Durante o último ano escolar, em 2024, Rebeca conciliou a maratona de aulas com a preparação para o Exame Nacional do Ensino Médio (Enem) e vestibulares como o da Uece. Nos intervalos, atuava como "facilitadora", reforçando conteúdos de matemática com colegas, uma amostra da educadora que já habita seus planos.
No Sisu, conquistou vaga em duas universidades públicas: UFC e Uece. Optou pela UFC e hoje cursa as disciplinas de forma integral, em aulas no período da tarde e noite.
Uma conquista familiar
A aprovação foi motivo de comemoração para toda a família, sobretudo para a mãe, Ana Angélica Alves Freitas de Castro, de 53 anos, que trabalha como doméstica e sustenta a casa. “Sempre acreditei que ela conseguiria. Ela é muito dedicada. Quando soubemos, foi uma alegria imensa”, recorda.
O sonho de Rebeca também é, em parte, uma continuidade de um desejo do pai, que não pôde estudar por dificuldades financeiras. Diagnosticado com retinose pigmentar, doença que afeta a visão, ele está afastado do trabalho há alguns anos. “Ele sempre valorizou muito meus estudos. Dizia que queria me ver onde ele não pôde chegar. Ele é minha maior inspiração”, diz Rebeca.
Hoje, a estudante conta com o apoio da bolsa Pé de Meia Licenciatura, iniciativa do Governo Federal para incentivar a formação de futuros professores. O benefício tem ajudado nas despesas da casa e garantido a permanência dela na universidade.
Desigualdades e resistências
O curso, no entanto, traz seus próprios desafios. “O conteúdo é difícil, tem muita coisa que eu nunca vi antes. Mas o que mais me incomoda é que a maioria dos colegas são homens. Muitos professores também. Já percebi que, às vezes, dão mais atenção aos meninos. A gente fala menos, se impõe menos. Mas sigo firme”, afirma.
De acordo com o Censo da Educação Superior de 2023, na UFC, o curso de Licenciatura em Matemática contava com 201 estudantes homens e apenas 69 mulheres. Apesar disso, Rebeca acredita que sua presença ali já é uma forma de enfrentamento.
“Eu vejo pessoas que não acreditam na universidade, que acham que estudar é perda de tempo, que preferem apostar em internet. Eu não quero isso. Quero ser professora, fazer mestrado, doutorado. E ajudar meus alunos como fui ajudada”, afirma com convicção.

§ Dados extraídos:
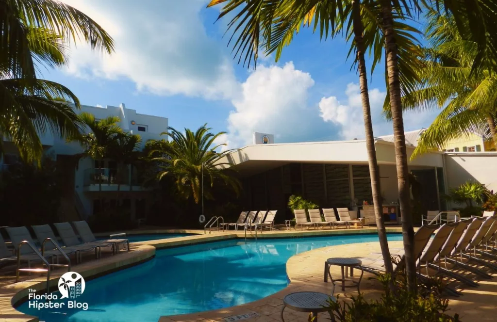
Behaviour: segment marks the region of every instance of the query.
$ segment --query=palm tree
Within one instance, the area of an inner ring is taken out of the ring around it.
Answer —
[[[476,44],[461,38],[452,15],[432,10],[427,19],[431,46],[425,50],[426,68],[414,90],[403,96],[403,108],[445,107],[421,135],[412,158],[440,148],[468,131],[488,132],[497,142],[497,76],[485,68],[472,73]]]
[[[117,123],[120,121],[117,116],[108,116],[96,121],[91,114],[83,112],[78,116],[80,121],[89,129],[88,133],[78,136],[72,139],[81,144],[84,151],[77,155],[79,158],[90,158],[98,161],[99,168],[102,167],[104,158],[110,156],[110,150],[116,144],[117,136],[122,133],[122,129]],[[98,178],[98,196],[100,210],[103,207],[102,199],[102,170],[96,173]]]
[[[161,135],[170,137],[170,143],[165,140],[152,140],[149,145],[154,148],[150,152],[152,160],[158,162],[162,169],[157,174],[158,179],[160,180],[166,176],[174,177],[180,195],[185,199],[192,198],[197,204],[202,198],[203,180],[206,180],[211,188],[215,182],[223,182],[237,194],[240,188],[238,180],[227,172],[230,170],[224,168],[225,166],[232,166],[232,163],[222,160],[235,150],[217,152],[217,149],[226,145],[215,145],[214,141],[225,132],[214,134],[209,132],[211,129],[206,124],[195,132],[185,129],[183,134],[169,127],[168,132]],[[213,199],[208,189],[204,190],[204,196]]]
[[[0,134],[26,161],[39,163],[39,133],[50,129],[67,138],[81,129],[72,109],[53,99],[70,100],[78,107],[77,98],[62,85],[37,79],[36,72],[42,66],[67,64],[72,41],[83,40],[110,53],[113,41],[89,17],[54,0],[5,0],[0,9]]]
[[[125,182],[128,182],[130,191],[132,190],[133,168],[137,160],[141,156],[138,151],[142,139],[139,135],[123,132],[115,135],[109,149],[109,156],[117,162],[117,174],[116,177],[117,179],[118,205],[121,204],[119,192],[123,176],[126,177]],[[128,171],[128,166],[129,171]]]
[[[209,6],[222,2],[213,0],[209,4]],[[352,38],[352,48],[349,52],[355,52],[356,57],[355,62],[357,64],[359,74],[359,86],[361,92],[363,114],[364,122],[364,130],[366,136],[366,149],[368,153],[368,162],[369,165],[369,173],[371,182],[371,190],[373,195],[373,201],[374,205],[375,215],[376,219],[376,224],[378,227],[378,237],[382,250],[382,254],[385,262],[385,270],[387,273],[393,273],[393,267],[392,264],[390,252],[388,248],[388,242],[387,239],[386,230],[383,218],[382,198],[380,187],[379,174],[378,172],[378,163],[376,160],[376,151],[375,148],[374,136],[373,133],[373,125],[371,121],[371,107],[369,102],[369,94],[367,85],[367,73],[366,72],[366,63],[364,60],[364,53],[366,48],[371,44],[378,43],[379,42],[375,39],[377,33],[369,32],[369,38],[364,39],[364,25],[363,20],[374,20],[375,18],[371,16],[374,12],[374,8],[369,6],[367,10],[361,10],[361,4],[358,0],[353,0],[351,2],[345,3],[343,7],[340,7],[340,11],[343,13],[341,15],[335,16],[336,8],[338,6],[342,5],[340,1],[315,1],[306,6],[302,5],[301,7],[295,5],[295,3],[289,3],[285,1],[280,1],[279,6],[275,7],[265,7],[268,10],[269,13],[261,14],[260,17],[263,21],[261,23],[252,23],[249,22],[248,26],[253,27],[249,31],[253,34],[251,35],[251,39],[244,37],[248,37],[248,31],[247,33],[242,33],[240,38],[237,42],[237,44],[240,44],[240,48],[243,44],[248,40],[254,43],[250,48],[253,48],[255,53],[254,54],[254,63],[256,63],[257,50],[258,48],[259,36],[256,34],[257,26],[262,25],[264,26],[264,32],[263,33],[264,41],[265,42],[266,53],[270,53],[273,51],[276,52],[276,60],[277,61],[281,57],[283,47],[290,44],[292,39],[293,35],[298,32],[300,26],[303,24],[310,26],[311,21],[315,20],[314,31],[316,31],[318,24],[321,25],[321,34],[322,38],[323,33],[324,36],[328,37],[328,26],[331,25],[333,35],[338,34],[341,31],[345,29],[347,32],[347,38]],[[230,11],[234,9],[235,6],[230,2],[228,3],[221,11],[220,17],[222,17]],[[262,9],[261,9],[262,10]],[[244,12],[242,9],[241,13]],[[247,14],[248,15],[248,14]],[[369,16],[368,16],[369,15]],[[241,25],[236,25],[235,22],[239,18],[242,17],[241,14],[237,15],[229,25],[229,28],[236,27],[237,29]],[[276,18],[275,18],[275,17]],[[256,19],[255,17],[254,19]],[[337,26],[334,28],[335,19]],[[243,19],[244,20],[244,19]],[[371,21],[368,21],[367,25],[371,26]],[[372,22],[374,23],[374,21]],[[243,21],[241,23],[243,23]],[[271,25],[273,25],[272,26]],[[326,28],[326,29],[324,29]],[[266,32],[266,30],[267,30]],[[372,37],[371,36],[372,35]],[[242,39],[240,41],[240,39]],[[256,43],[256,45],[255,44]],[[248,55],[248,51],[247,55]],[[240,54],[241,59],[241,53]],[[252,54],[250,53],[250,57]],[[246,61],[248,56],[246,56]],[[240,62],[240,60],[239,61]],[[244,62],[245,63],[245,62]],[[248,60],[249,66],[250,59]],[[374,67],[373,67],[374,68]]]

§ Atividades:
a. Na última fala de Rebeca no texto sobre a estudante, quais são todos os planos que ela declara para o futuro?
b. Imprima o trecho do texto sobre Rebeca entre "O sonho de Rebeca" e "dela na universidade.", inclusive.

§ Gabarito:
a. Ser professora; fazer mestrado; fazer doutorado; ajudar seus alunos como foi ajudada.

b.
O sonho de Rebeca também é, em parte, uma continuidade de um desejo do pai, que não pôde estudar por dificuldades financeiras. Diagnosticado com retinose pigmentar, doença que afeta a visão, ele está afastado do trabalho há alguns anos. “Ele sempre valorizou muito meus estudos. Dizia que queria me ver onde ele não pôde chegar. Ele é minha maior inspiração”, diz Rebeca.
Hoje, a estudante conta com o apoio da bolsa Pé de Meia Licenciatura, iniciativa do Governo Federal para incentivar a formação de futuros professores. O benefício tem ajudado nas despesas da casa e garantido a permanência dela na universidade.